Data to use:
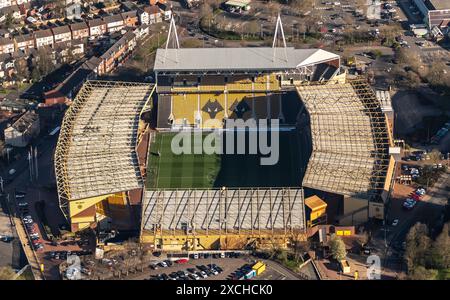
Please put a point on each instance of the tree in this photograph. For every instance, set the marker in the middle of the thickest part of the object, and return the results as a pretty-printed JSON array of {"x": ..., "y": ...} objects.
[
  {"x": 337, "y": 247},
  {"x": 409, "y": 57},
  {"x": 2, "y": 148},
  {"x": 44, "y": 62},
  {"x": 440, "y": 250},
  {"x": 422, "y": 273},
  {"x": 435, "y": 156},
  {"x": 6, "y": 273},
  {"x": 9, "y": 21},
  {"x": 437, "y": 75},
  {"x": 253, "y": 28},
  {"x": 417, "y": 245}
]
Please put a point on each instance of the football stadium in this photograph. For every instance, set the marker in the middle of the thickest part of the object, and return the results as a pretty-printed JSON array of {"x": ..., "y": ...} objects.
[{"x": 331, "y": 136}]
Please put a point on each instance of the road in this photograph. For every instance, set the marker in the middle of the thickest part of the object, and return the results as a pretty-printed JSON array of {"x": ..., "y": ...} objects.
[{"x": 427, "y": 211}]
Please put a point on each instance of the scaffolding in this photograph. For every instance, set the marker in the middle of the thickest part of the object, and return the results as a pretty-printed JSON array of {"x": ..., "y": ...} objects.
[
  {"x": 246, "y": 211},
  {"x": 350, "y": 138},
  {"x": 96, "y": 150}
]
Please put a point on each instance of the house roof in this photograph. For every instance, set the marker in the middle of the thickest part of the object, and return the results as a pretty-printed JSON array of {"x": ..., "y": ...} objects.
[
  {"x": 98, "y": 154},
  {"x": 113, "y": 18},
  {"x": 96, "y": 22},
  {"x": 152, "y": 9},
  {"x": 129, "y": 14},
  {"x": 24, "y": 38},
  {"x": 6, "y": 41},
  {"x": 350, "y": 139},
  {"x": 25, "y": 121},
  {"x": 43, "y": 33},
  {"x": 78, "y": 26}
]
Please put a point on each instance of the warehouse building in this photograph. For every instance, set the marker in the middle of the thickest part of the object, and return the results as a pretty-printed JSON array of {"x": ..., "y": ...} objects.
[{"x": 97, "y": 165}]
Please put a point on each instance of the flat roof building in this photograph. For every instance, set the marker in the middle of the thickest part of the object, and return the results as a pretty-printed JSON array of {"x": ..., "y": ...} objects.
[{"x": 434, "y": 12}]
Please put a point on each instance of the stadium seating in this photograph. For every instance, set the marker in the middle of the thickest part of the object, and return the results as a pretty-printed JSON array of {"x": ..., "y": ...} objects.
[
  {"x": 240, "y": 105},
  {"x": 239, "y": 83},
  {"x": 185, "y": 83},
  {"x": 212, "y": 83},
  {"x": 212, "y": 107}
]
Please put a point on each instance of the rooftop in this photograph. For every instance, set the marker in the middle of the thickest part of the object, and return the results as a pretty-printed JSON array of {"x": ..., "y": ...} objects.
[
  {"x": 25, "y": 121},
  {"x": 350, "y": 139},
  {"x": 229, "y": 59},
  {"x": 78, "y": 26},
  {"x": 96, "y": 152},
  {"x": 440, "y": 4}
]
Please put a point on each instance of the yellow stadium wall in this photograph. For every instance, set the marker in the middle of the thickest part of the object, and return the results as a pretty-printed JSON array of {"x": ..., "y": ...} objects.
[
  {"x": 216, "y": 242},
  {"x": 102, "y": 203},
  {"x": 351, "y": 205}
]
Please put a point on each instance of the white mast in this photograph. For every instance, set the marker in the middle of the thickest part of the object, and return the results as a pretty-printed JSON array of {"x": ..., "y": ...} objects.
[
  {"x": 173, "y": 28},
  {"x": 279, "y": 26}
]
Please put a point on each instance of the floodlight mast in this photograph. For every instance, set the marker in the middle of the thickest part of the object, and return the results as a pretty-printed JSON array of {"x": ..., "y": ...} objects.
[
  {"x": 173, "y": 28},
  {"x": 279, "y": 26}
]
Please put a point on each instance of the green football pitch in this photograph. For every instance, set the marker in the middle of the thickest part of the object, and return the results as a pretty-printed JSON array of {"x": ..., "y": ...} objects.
[{"x": 172, "y": 171}]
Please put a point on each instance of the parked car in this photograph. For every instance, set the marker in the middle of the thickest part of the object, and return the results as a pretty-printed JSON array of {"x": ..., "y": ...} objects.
[
  {"x": 163, "y": 264},
  {"x": 6, "y": 239}
]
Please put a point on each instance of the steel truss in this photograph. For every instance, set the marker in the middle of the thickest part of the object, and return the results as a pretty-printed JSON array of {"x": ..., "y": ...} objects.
[
  {"x": 96, "y": 154},
  {"x": 350, "y": 138},
  {"x": 250, "y": 211}
]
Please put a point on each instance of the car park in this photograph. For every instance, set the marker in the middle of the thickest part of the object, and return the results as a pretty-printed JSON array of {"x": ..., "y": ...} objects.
[
  {"x": 421, "y": 191},
  {"x": 214, "y": 271}
]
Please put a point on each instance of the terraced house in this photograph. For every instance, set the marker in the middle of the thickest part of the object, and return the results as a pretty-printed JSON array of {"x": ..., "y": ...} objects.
[
  {"x": 24, "y": 42},
  {"x": 6, "y": 45},
  {"x": 44, "y": 38},
  {"x": 114, "y": 23},
  {"x": 62, "y": 34},
  {"x": 79, "y": 30},
  {"x": 97, "y": 27}
]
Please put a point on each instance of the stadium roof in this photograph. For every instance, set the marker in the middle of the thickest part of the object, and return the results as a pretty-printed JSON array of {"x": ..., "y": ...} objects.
[
  {"x": 440, "y": 4},
  {"x": 96, "y": 153},
  {"x": 350, "y": 139},
  {"x": 238, "y": 59}
]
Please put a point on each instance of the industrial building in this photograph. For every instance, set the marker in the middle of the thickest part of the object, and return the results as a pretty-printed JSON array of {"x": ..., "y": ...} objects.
[
  {"x": 21, "y": 132},
  {"x": 114, "y": 170},
  {"x": 97, "y": 163}
]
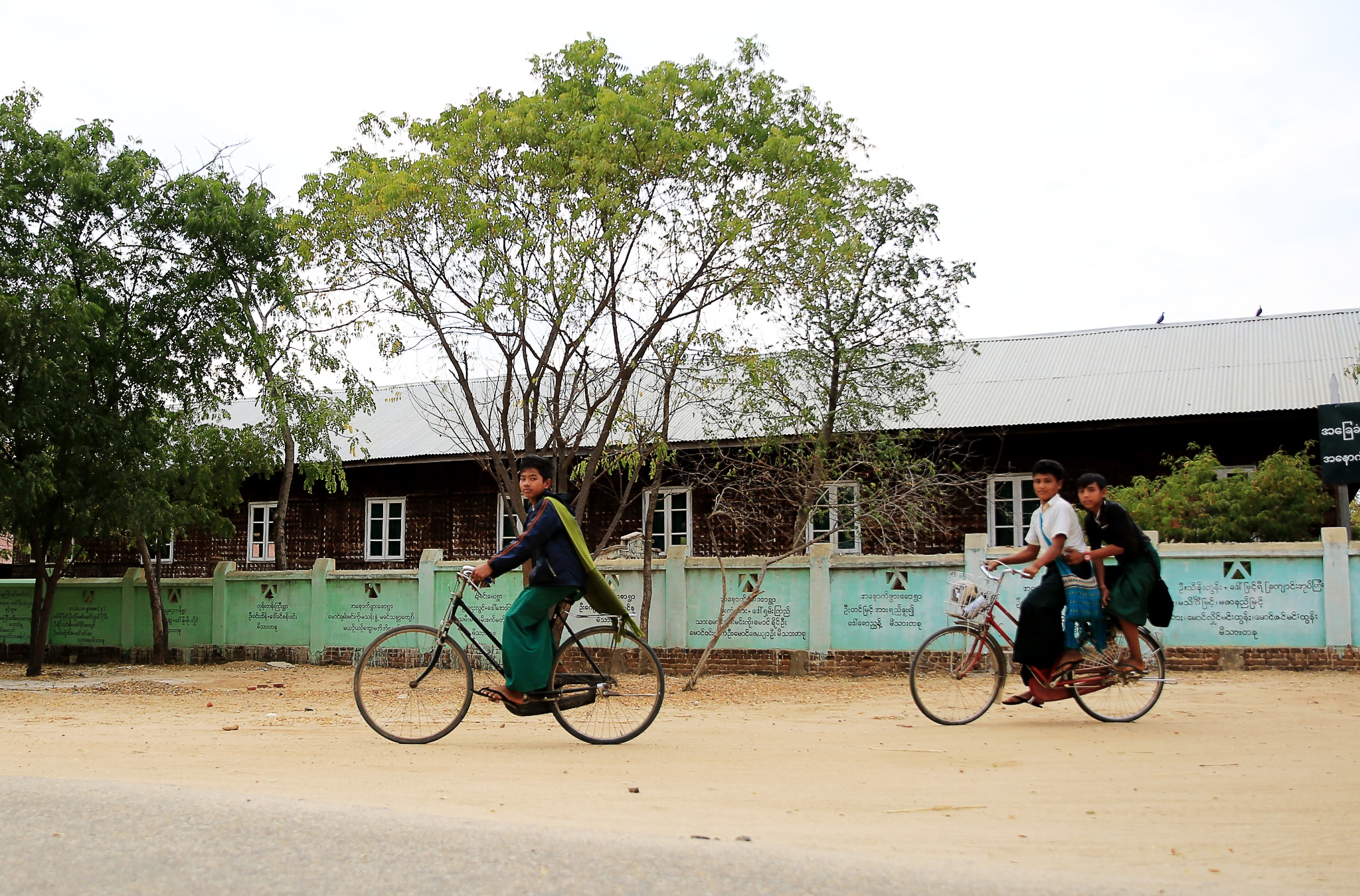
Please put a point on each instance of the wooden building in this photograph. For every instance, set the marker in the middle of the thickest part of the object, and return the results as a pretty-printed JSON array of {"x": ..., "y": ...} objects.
[{"x": 1113, "y": 400}]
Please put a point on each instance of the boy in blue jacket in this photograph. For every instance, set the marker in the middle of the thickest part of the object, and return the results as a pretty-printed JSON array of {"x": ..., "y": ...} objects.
[{"x": 527, "y": 640}]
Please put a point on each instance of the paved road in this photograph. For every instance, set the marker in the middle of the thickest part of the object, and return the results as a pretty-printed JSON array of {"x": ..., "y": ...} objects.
[{"x": 98, "y": 836}]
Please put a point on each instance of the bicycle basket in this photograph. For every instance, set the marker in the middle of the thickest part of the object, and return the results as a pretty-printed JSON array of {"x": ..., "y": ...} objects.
[{"x": 966, "y": 600}]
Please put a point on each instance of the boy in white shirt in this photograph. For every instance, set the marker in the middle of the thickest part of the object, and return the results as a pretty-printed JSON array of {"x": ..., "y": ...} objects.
[{"x": 1055, "y": 532}]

Assignment: Transcribe the whole listing, character for character, but not its images.

Solution to this exercise:
Please put a point on each instance of the tree in this photograph. For every instance, set the marker in the middle of the thickest part of the object, and return the results as a pretty-printed JSON array of {"x": ..., "y": ...} objects.
[
  {"x": 337, "y": 247},
  {"x": 409, "y": 57},
  {"x": 2, "y": 148},
  {"x": 44, "y": 62},
  {"x": 440, "y": 250},
  {"x": 422, "y": 273},
  {"x": 435, "y": 156},
  {"x": 6, "y": 273},
  {"x": 9, "y": 21},
  {"x": 437, "y": 75},
  {"x": 253, "y": 28},
  {"x": 417, "y": 245}
]
Please put a point on each instance of the football stadium in this photograph. For every instance, set the marker in the middle of the thickest part of the object, and return the results as a pretty-printed JSON array of {"x": ..., "y": ...} objects.
[{"x": 331, "y": 136}]
Please put a point on each instance of the road in this photograph. For every instance, set the marker in the middle of the thickest part of the object, and return the results as a pretty-printed JSON array of {"x": ..., "y": ...} objects.
[{"x": 427, "y": 211}]
Please put a point on each instance of the scaffolding in this photograph. For every instance, set the marker in the middle of the thickest part of the object, and return the results as a pretty-printed JSON array of {"x": ..., "y": ...} objects.
[
  {"x": 246, "y": 211},
  {"x": 350, "y": 138},
  {"x": 96, "y": 150}
]
Please put a point on each instance of the house roof in this photograph. For every instance, set the marker in the middle of the thickest part of the object, and return the results as a pretty-printed JSON array of {"x": ..., "y": ...} objects.
[
  {"x": 98, "y": 154},
  {"x": 113, "y": 18},
  {"x": 96, "y": 22},
  {"x": 152, "y": 9},
  {"x": 129, "y": 14},
  {"x": 24, "y": 38},
  {"x": 6, "y": 41},
  {"x": 350, "y": 139},
  {"x": 25, "y": 121},
  {"x": 43, "y": 33},
  {"x": 78, "y": 26}
]
Please put a point on each instance of the warehouse building in this photograph. For every instance, set the marker in the middle of the thickest part of the object, and return the results as a pretty-printed JSON array of {"x": ..., "y": ...} objects.
[{"x": 97, "y": 165}]
Please put a point on each instance of the flat roof building in this photograph. For every instance, set the marker in the middle of the thickest part of the object, and return the results as a pretty-printed JSON array of {"x": ..., "y": ...} objects.
[{"x": 434, "y": 12}]
Please put a point on each instance of the stadium seating in this photograph. For every instance, set the marker in the middle of the thickest part of the object, and return the results as a pretty-printed JSON array of {"x": ..., "y": ...} objects.
[
  {"x": 240, "y": 105},
  {"x": 239, "y": 83},
  {"x": 185, "y": 83},
  {"x": 212, "y": 83},
  {"x": 212, "y": 107}
]
Please put a point on each instance of the rooftop in this photograph. For every instance, set the marker in the middle of the thickest part of the object, and return the results as a pretty-printed JSON array of {"x": ..., "y": ...} objects.
[
  {"x": 25, "y": 121},
  {"x": 350, "y": 139},
  {"x": 229, "y": 59},
  {"x": 78, "y": 26},
  {"x": 96, "y": 152},
  {"x": 440, "y": 4}
]
Please put a point on each instance of the yellow stadium wall in this photograph. For every instance, set the marker in the middle of the thickest part of the object, and return the results as a pretty-printed JSON array of {"x": ..., "y": ...} objects.
[
  {"x": 216, "y": 242},
  {"x": 102, "y": 203},
  {"x": 351, "y": 205}
]
Please put a point on each instance of the white mast in this photograph. For every instance, set the marker in the middle of the thickest part of the object, and return the results as a pretty-printed JSON array of {"x": ..., "y": ...} objects.
[
  {"x": 173, "y": 28},
  {"x": 279, "y": 26}
]
Please put a point on each instance of the floodlight mast in this photograph. For every instance, set the marker in the middle of the thickest part of the object, and return the results as a pretty-printed JSON array of {"x": ..., "y": ...} objects.
[
  {"x": 173, "y": 28},
  {"x": 279, "y": 26}
]
Please put a point on each instance of the green football pitch in this photograph. For every instance, set the marker in the middle of the thickest part of the object, and return the results as a pretty-printed JSON array of {"x": ..., "y": ...} objects.
[{"x": 172, "y": 171}]
Please put a point on each instance of the parked car in this photograph. For every instance, set the marker in the middle of the thickest part of the object, and return the results as a pretty-printed JSON array of {"x": ..., "y": ...} objects.
[
  {"x": 163, "y": 264},
  {"x": 6, "y": 239}
]
Please put a point on each instance of the steel truss in this photograph. For every instance, set the marker in the middle of the thickest part of the object, and return the results as a pretty-printed JSON array of {"x": ..., "y": ...} objects.
[
  {"x": 96, "y": 154},
  {"x": 350, "y": 138},
  {"x": 250, "y": 211}
]
Please put a point on each instance of the car park in this photograph. For every instance, set the marker in the middle of the thickest part of the object, and return the results as a pretty-printed JSON array of {"x": ..., "y": ...} objects.
[
  {"x": 421, "y": 191},
  {"x": 214, "y": 271}
]
Please put a point on each instance of the terraced house in this photograph. For every instance, set the marker in the middle of the thickest part of the object, and return the results as a pretty-printed JSON array of {"x": ..., "y": ...} objects.
[
  {"x": 24, "y": 42},
  {"x": 6, "y": 45},
  {"x": 44, "y": 38},
  {"x": 114, "y": 23},
  {"x": 62, "y": 34},
  {"x": 79, "y": 30},
  {"x": 97, "y": 27}
]
Please put a point on each instance of the stadium roof in this photograph. For every instance, set the marker in the middle of the thickest part of the object, and return the results as a pretty-printed JSON array of {"x": ..., "y": ...} objects.
[
  {"x": 440, "y": 4},
  {"x": 96, "y": 153},
  {"x": 350, "y": 139},
  {"x": 238, "y": 59}
]
Please put a point on each instance of the industrial building in this photograph. For every instance, set the marker in the middle of the thickest part of the object, and return the results as a pretty-printed JSON array of {"x": ..., "y": ...} objects.
[
  {"x": 21, "y": 132},
  {"x": 114, "y": 170},
  {"x": 97, "y": 163}
]
Please put a point on each instance of the wooden building in this photograph. For every instance, set the marker in the middle of the thickest part of the object, and return the results as a pretty-printed JSON array of {"x": ..., "y": ...} objects.
[{"x": 1113, "y": 400}]
Please put a point on each instance of the boy in blue jacket in this photograph. For every instance, set the marker in the middle of the thickest part of the object, and return the results as a pretty-printed JSON array of {"x": ..., "y": ...} objects.
[{"x": 527, "y": 640}]
Please put a point on each instance of the paved road in this photograph. For every instance, set the marker in the middle of the thickest part of the object, and return the results as a pretty-printed JSON array of {"x": ..., "y": ...} objects.
[{"x": 98, "y": 836}]
Please put a point on each instance of the bicycle basket in this photograph. For every instance, set the marker in the middle of the thickest part of the object, and return the results as a pretty-printed JSON array of {"x": ..., "y": ...} objects.
[{"x": 966, "y": 600}]
Please put a point on each instance of the boy in white shirt in this photograph. For every instance, set the marker in the middle of the thickest part of the object, and return the results as a pretty-printed JSON array of {"x": ..., "y": ...} objects.
[{"x": 1055, "y": 532}]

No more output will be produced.